→ ПОСТАВЛЕННАЯ ЦЕЛЬ A: Перечислите все строки списка, в которых встречается слово «pumpkin». Регистр букв учитывается.

→ ПРЕДЛОЖЕННЫЙ ОТРЫВОК:
Тогда, если мы возложим нашу последнюю надежду на революцию, совершенную Эйнштейном, будет ли нам лучше? В настоящее время в философских журналах идут оживленные дебаты о том, окажутся ли революционными философские импликации теории относительности. Одно кажется несомненным: это не приведет к большей определенности в знании, хотя, возможно, к большему усложнению, и зло в лучшем случае можно свести к относительным терминам.
Прежде чем отбросить область философии, остается кратко обсудить пару определенных теорий зла, построенных на философских предпосылках предыдущего столетия, а именно, систематический пессимизм и интерпретацию зла на эволюционной основе г-ном Ф. Р. Теннантом.

О. Пессимизм Шопенгауэра и фон Гартмана

Под систематическим пессимизмом мы понимаем главным образом системы Шопенгауэра и Эдуарда фон Гартмана. В более ранней философии, такой как философия Беркли и Канта, а также в поэзии Гете, есть пессимистические элементы, но пессимизм как мировая и жизненная система не возникает до времен Шопенгауэра. Романтичные поэты Германии воспевали свои бедствия, но пессимизм стал настолько распространенным, что ему потребовалась более научная систематизация.
Итак, Шопенгауэр дал миру систематический пессимизм. Он был настолько впечатлен злом мира и нашел его настолько глубоко укорененным в самой природе вещей, что его теория конечной реальности вселенной является специфическим результатом попытки объяснить зло. Он привел Weltschmerz к точке единства. Что касается антецедентов его философской мысли, профессор Уэнли говорит: «Добавьте индийский буддизм, Платона, средневековый мистицизм и Шеллинга, и элементы его системы будут перечислены» (R. H. Wenley, Aspescts of Pessimism (London, 1894), p. 256).  Результатом стал обоснованный пессимизм. Кант оставил два неизвестных и непознаваемых: с объективной стороны вещь в себе, которая является неизвестным источником наших ощущений; с субъективной стороны - синтетическую силу самого субъекта, составляющую в каждом индивидууме все, чем он действительно является, и, следовательно, превосходящую его опыт. Таким образом, Шопенгауэр увидел, что Кант не смог объяснить реальность ни со стороны вещей, ни со стороны мысли. Тем не менее, эти реальности существуют. Он соглашается с Кантом, что известное только феноменально, и поэтому мы должны вернуться к субъективному. Исследуя способности души, Шопенгауэр обнаруживает, что в душе есть «неутомимое усилие самоутвердиться».

→ ВХОДНЫЕ ДАННЫЕ:
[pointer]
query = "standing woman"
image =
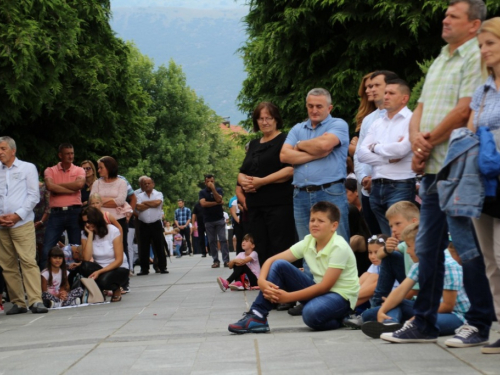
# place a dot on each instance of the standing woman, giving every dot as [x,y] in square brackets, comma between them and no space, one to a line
[268,185]
[486,112]
[113,191]
[90,178]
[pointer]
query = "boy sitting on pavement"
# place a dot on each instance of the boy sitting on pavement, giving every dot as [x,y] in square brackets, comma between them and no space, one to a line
[395,261]
[454,304]
[328,298]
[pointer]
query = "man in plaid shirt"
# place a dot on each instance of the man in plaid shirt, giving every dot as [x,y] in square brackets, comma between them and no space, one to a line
[182,220]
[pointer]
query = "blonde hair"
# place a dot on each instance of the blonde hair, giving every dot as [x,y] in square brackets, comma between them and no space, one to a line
[404,208]
[490,26]
[410,232]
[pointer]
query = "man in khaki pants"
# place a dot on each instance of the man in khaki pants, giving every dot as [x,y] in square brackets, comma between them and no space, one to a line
[19,194]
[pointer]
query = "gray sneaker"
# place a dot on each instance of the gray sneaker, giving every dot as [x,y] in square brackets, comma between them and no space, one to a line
[38,308]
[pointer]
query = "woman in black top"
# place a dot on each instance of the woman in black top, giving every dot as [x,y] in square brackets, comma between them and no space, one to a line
[268,186]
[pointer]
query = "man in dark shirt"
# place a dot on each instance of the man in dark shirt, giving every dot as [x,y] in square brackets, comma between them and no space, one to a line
[215,224]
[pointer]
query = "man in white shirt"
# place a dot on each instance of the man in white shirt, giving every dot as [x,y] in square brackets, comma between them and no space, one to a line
[387,149]
[149,205]
[19,194]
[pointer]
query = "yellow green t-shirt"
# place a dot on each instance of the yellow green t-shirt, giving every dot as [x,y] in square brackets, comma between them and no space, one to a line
[336,254]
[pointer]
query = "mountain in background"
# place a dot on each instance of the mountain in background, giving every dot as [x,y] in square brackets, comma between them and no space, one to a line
[200,35]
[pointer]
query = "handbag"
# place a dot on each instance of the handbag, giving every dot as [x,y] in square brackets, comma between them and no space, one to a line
[91,292]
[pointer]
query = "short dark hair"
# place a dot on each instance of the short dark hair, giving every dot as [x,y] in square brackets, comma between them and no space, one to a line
[388,75]
[273,111]
[477,9]
[111,165]
[351,184]
[331,210]
[404,87]
[64,145]
[95,217]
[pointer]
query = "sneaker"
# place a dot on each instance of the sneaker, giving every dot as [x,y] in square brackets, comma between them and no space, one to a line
[375,329]
[466,336]
[409,333]
[16,310]
[223,284]
[250,323]
[296,310]
[38,308]
[353,321]
[236,286]
[491,348]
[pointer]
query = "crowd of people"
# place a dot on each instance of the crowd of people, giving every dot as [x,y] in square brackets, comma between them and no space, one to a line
[394,231]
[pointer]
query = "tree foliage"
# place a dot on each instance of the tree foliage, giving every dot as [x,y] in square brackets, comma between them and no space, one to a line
[294,46]
[65,77]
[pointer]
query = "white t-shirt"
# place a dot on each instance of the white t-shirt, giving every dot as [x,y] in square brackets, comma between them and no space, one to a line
[104,253]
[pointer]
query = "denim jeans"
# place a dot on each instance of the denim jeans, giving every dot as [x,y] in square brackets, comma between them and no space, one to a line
[384,195]
[303,201]
[447,323]
[392,268]
[432,239]
[324,312]
[60,221]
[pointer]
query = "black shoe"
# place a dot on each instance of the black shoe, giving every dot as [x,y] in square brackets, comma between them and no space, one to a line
[38,308]
[296,310]
[375,329]
[16,310]
[285,306]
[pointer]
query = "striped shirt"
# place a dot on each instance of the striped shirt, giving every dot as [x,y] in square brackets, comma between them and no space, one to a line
[453,280]
[450,78]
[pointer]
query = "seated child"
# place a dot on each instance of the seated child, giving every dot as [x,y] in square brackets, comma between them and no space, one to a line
[328,297]
[245,267]
[384,320]
[55,285]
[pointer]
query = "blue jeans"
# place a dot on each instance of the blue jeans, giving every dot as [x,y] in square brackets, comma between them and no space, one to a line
[392,268]
[447,323]
[432,239]
[384,195]
[60,221]
[303,201]
[324,312]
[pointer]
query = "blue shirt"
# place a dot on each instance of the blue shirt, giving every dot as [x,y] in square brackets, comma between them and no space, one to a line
[328,169]
[19,191]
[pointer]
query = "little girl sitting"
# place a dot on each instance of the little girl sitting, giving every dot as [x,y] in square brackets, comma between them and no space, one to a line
[246,268]
[55,285]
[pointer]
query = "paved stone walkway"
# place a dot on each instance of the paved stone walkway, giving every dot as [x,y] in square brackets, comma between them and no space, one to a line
[177,324]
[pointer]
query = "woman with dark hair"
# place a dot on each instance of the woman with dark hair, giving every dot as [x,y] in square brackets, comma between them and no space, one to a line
[267,184]
[90,178]
[103,243]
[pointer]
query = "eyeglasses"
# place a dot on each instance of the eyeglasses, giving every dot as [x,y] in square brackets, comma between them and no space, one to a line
[375,239]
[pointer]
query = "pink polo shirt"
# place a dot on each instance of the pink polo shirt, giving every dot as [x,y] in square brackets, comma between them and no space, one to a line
[60,176]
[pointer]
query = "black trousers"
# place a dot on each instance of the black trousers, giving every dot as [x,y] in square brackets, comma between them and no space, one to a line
[151,233]
[110,280]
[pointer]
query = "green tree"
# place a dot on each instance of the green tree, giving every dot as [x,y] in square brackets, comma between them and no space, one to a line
[64,76]
[294,46]
[184,140]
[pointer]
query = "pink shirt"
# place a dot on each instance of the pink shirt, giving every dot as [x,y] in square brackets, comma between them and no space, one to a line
[61,176]
[116,189]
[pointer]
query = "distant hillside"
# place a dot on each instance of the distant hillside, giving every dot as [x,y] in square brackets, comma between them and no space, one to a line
[203,41]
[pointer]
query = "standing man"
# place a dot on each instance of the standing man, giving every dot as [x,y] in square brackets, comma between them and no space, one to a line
[64,181]
[387,149]
[19,194]
[215,224]
[149,205]
[182,220]
[444,106]
[317,148]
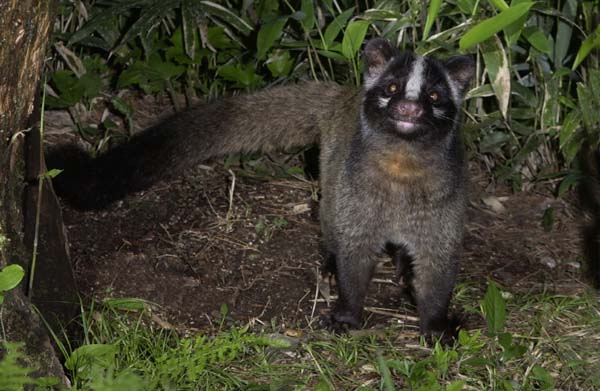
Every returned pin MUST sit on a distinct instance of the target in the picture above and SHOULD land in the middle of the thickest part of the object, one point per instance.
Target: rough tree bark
(25, 27)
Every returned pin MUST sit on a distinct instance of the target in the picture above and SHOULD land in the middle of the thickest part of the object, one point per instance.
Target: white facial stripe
(383, 102)
(415, 79)
(438, 113)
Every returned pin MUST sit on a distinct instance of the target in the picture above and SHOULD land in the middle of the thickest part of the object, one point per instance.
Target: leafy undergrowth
(532, 342)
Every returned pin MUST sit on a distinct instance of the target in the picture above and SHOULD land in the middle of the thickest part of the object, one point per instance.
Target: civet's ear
(377, 53)
(461, 70)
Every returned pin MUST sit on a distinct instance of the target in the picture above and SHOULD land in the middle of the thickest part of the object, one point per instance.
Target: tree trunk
(25, 27)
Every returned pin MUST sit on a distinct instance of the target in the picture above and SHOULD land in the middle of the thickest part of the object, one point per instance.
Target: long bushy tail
(280, 117)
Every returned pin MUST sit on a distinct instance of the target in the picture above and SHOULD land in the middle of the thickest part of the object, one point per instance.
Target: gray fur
(389, 178)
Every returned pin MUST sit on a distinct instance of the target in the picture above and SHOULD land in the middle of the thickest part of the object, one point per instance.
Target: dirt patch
(216, 237)
(197, 243)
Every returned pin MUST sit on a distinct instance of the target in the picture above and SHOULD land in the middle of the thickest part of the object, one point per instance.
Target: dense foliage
(534, 103)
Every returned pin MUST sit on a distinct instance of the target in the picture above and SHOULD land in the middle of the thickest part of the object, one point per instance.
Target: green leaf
(572, 179)
(244, 75)
(544, 379)
(336, 25)
(537, 39)
(500, 5)
(432, 12)
(493, 25)
(189, 23)
(227, 16)
(456, 385)
(280, 64)
(85, 356)
(268, 34)
(493, 307)
(591, 42)
(308, 9)
(10, 277)
(353, 38)
(466, 6)
(497, 66)
(564, 32)
(151, 15)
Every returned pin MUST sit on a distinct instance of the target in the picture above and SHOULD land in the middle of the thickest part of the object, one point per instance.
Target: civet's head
(413, 96)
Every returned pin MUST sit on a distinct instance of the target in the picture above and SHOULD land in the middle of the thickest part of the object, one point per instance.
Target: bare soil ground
(196, 243)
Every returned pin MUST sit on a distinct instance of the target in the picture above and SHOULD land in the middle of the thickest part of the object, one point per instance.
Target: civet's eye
(392, 88)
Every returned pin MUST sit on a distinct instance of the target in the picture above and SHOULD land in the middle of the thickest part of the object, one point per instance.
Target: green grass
(542, 342)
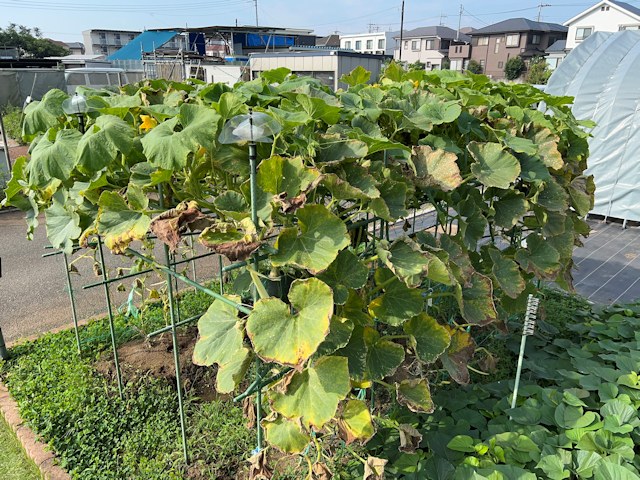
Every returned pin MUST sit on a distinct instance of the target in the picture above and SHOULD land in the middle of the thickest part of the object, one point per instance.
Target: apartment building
(374, 43)
(493, 45)
(434, 46)
(106, 42)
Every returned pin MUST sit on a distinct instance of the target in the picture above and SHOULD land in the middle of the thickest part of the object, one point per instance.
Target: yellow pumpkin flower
(148, 122)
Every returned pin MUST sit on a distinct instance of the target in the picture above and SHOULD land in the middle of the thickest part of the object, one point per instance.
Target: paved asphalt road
(33, 290)
(34, 298)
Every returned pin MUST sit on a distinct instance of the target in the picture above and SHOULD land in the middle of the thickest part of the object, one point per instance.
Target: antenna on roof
(540, 8)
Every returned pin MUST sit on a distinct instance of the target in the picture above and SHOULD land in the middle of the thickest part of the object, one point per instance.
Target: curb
(45, 460)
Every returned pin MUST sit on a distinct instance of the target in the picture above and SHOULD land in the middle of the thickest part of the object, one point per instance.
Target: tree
(29, 42)
(514, 68)
(538, 73)
(474, 67)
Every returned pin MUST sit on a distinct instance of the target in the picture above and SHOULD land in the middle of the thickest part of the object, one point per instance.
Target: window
(582, 33)
(513, 40)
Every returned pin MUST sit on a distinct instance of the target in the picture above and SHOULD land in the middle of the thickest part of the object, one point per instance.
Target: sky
(66, 19)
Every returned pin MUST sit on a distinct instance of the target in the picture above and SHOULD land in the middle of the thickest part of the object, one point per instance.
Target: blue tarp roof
(131, 51)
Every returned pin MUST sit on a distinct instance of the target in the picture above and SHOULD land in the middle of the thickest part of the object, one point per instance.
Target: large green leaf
(119, 224)
(322, 236)
(539, 258)
(547, 143)
(231, 374)
(429, 338)
(340, 330)
(383, 356)
(477, 300)
(221, 334)
(509, 209)
(494, 167)
(355, 422)
(169, 149)
(398, 303)
(334, 149)
(103, 141)
(355, 351)
(507, 274)
(313, 394)
(415, 394)
(317, 109)
(553, 196)
(285, 434)
(435, 168)
(278, 175)
(458, 354)
(286, 338)
(43, 115)
(357, 76)
(54, 156)
(63, 224)
(392, 202)
(405, 259)
(346, 271)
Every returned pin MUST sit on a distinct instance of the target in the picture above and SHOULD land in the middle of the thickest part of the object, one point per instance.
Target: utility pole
(540, 8)
(256, 3)
(401, 31)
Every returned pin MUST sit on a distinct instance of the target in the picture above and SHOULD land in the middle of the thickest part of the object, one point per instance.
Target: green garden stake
(73, 303)
(529, 326)
(253, 127)
(4, 353)
(176, 353)
(105, 277)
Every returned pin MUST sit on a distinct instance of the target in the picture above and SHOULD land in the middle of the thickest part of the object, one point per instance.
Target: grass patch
(14, 463)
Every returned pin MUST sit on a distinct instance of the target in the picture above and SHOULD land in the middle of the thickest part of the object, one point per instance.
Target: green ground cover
(14, 464)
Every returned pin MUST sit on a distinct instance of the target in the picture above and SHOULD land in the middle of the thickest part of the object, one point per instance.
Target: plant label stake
(529, 327)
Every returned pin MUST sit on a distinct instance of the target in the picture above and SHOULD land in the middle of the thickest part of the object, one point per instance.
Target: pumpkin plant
(496, 170)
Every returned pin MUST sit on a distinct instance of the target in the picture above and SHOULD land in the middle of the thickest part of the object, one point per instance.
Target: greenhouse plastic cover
(603, 74)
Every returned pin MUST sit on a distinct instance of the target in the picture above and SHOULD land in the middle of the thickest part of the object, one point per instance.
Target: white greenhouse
(603, 74)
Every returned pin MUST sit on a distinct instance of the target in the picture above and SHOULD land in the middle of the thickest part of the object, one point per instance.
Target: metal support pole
(254, 217)
(110, 312)
(5, 141)
(73, 303)
(4, 354)
(176, 356)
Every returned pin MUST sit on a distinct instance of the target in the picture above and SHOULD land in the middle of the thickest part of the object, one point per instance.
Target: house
(434, 46)
(604, 16)
(373, 43)
(106, 42)
(493, 45)
(326, 66)
(332, 41)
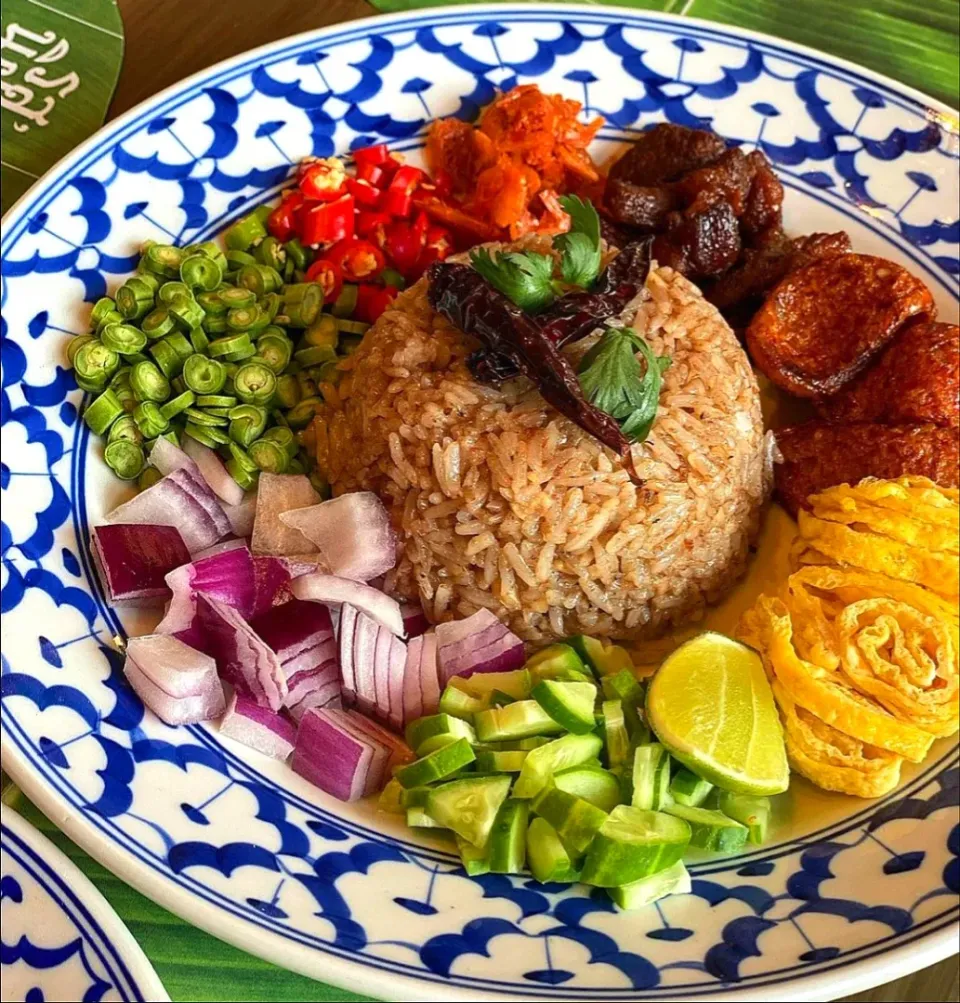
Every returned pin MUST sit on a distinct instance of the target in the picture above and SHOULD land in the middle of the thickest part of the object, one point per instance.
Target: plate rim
(142, 975)
(858, 975)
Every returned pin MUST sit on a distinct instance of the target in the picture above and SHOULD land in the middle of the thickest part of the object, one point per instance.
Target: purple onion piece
(133, 561)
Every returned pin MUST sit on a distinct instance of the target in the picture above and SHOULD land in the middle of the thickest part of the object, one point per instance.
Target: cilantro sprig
(614, 380)
(527, 277)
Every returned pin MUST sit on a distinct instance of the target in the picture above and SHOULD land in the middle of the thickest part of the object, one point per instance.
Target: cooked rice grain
(502, 503)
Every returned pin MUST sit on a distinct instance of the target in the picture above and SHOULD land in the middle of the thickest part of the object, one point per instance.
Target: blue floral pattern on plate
(60, 940)
(245, 849)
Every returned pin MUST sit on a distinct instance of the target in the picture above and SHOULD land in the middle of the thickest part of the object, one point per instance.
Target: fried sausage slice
(818, 455)
(825, 323)
(916, 379)
(666, 151)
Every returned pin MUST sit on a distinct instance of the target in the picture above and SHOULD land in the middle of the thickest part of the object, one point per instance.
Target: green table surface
(914, 41)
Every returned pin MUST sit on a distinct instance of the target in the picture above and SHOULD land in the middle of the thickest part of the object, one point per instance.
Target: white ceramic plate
(849, 894)
(61, 939)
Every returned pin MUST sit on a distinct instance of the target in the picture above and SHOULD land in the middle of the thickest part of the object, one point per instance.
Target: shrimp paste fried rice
(503, 503)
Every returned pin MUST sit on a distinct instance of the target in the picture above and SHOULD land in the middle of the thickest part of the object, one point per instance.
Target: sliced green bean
(199, 339)
(102, 412)
(255, 383)
(157, 323)
(134, 299)
(181, 402)
(204, 375)
(75, 344)
(275, 350)
(216, 400)
(124, 458)
(101, 308)
(148, 383)
(164, 259)
(201, 272)
(302, 303)
(301, 415)
(288, 390)
(124, 339)
(245, 232)
(150, 419)
(187, 312)
(94, 363)
(269, 455)
(247, 423)
(167, 357)
(199, 417)
(228, 345)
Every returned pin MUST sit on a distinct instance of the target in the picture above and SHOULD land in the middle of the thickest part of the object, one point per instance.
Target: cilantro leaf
(614, 380)
(580, 247)
(525, 278)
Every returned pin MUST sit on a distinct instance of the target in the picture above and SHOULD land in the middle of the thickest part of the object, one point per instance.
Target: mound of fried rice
(503, 503)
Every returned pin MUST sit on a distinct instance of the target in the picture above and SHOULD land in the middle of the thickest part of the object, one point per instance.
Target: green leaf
(616, 381)
(580, 248)
(525, 278)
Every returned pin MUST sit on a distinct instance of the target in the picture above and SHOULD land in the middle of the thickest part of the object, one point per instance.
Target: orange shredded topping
(528, 147)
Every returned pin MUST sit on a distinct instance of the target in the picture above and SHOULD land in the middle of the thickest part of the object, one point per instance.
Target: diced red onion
(429, 676)
(352, 533)
(346, 637)
(412, 698)
(365, 637)
(242, 657)
(212, 470)
(414, 619)
(133, 561)
(481, 643)
(182, 500)
(276, 493)
(242, 516)
(179, 683)
(331, 757)
(262, 729)
(320, 588)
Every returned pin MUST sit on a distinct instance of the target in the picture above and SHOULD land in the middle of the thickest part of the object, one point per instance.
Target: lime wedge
(710, 704)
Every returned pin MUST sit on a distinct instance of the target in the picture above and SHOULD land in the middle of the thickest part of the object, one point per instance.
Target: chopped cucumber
(651, 777)
(615, 732)
(472, 858)
(437, 764)
(516, 720)
(456, 703)
(576, 820)
(588, 648)
(547, 856)
(499, 760)
(634, 844)
(754, 812)
(541, 763)
(559, 661)
(416, 817)
(391, 798)
(468, 806)
(569, 704)
(507, 850)
(688, 788)
(436, 725)
(711, 829)
(592, 783)
(483, 684)
(674, 880)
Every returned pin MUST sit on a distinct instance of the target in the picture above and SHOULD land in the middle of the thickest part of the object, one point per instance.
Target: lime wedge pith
(711, 705)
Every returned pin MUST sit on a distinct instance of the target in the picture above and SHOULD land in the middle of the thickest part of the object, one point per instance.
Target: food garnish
(863, 641)
(467, 301)
(614, 380)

→ ПОСТАВЛЕННАЯ ЦЕЛЬ B: Переименуйте «Беркли» в «Юма» и приведите получившийся фрагмент текста о пессимизме от слов «Прежде чем отбросить» до слов «более научная систематизация.» включительно.

→ РЕЗУЛЬТАТ УПРАЖНЕНИЯ A:
Target: yellow pumpkin flower
Target: pumpkin plant

→ РЕЗУЛЬТАТ УПРАЖНЕНИЯ B:
Прежде чем отбросить область философии, остается кратко обсудить пару определенных теорий зла, построенных на философских предпосылках предыдущего столетия, а именно, систематический пессимизм и интерпретацию зла на эволюционной основе г-ном Ф. Р. Теннантом.

О. Пессимизм Шопенгауэра и фон Гартмана

Под систематическим пессимизмом мы понимаем главным образом системы Шопенгауэра и Эдуарда фон Гартмана. В более ранней философии, такой как философия Юма и Канта, а также в поэзии Гете, есть пессимистические элементы, но пессимизм как мировая и жизненная система не возникает до времен Шопенгауэра. Романтичные поэты Германии воспевали свои бедствия, но пессимизм стал настолько распространенным, что ему потребовалась более научная систематизация.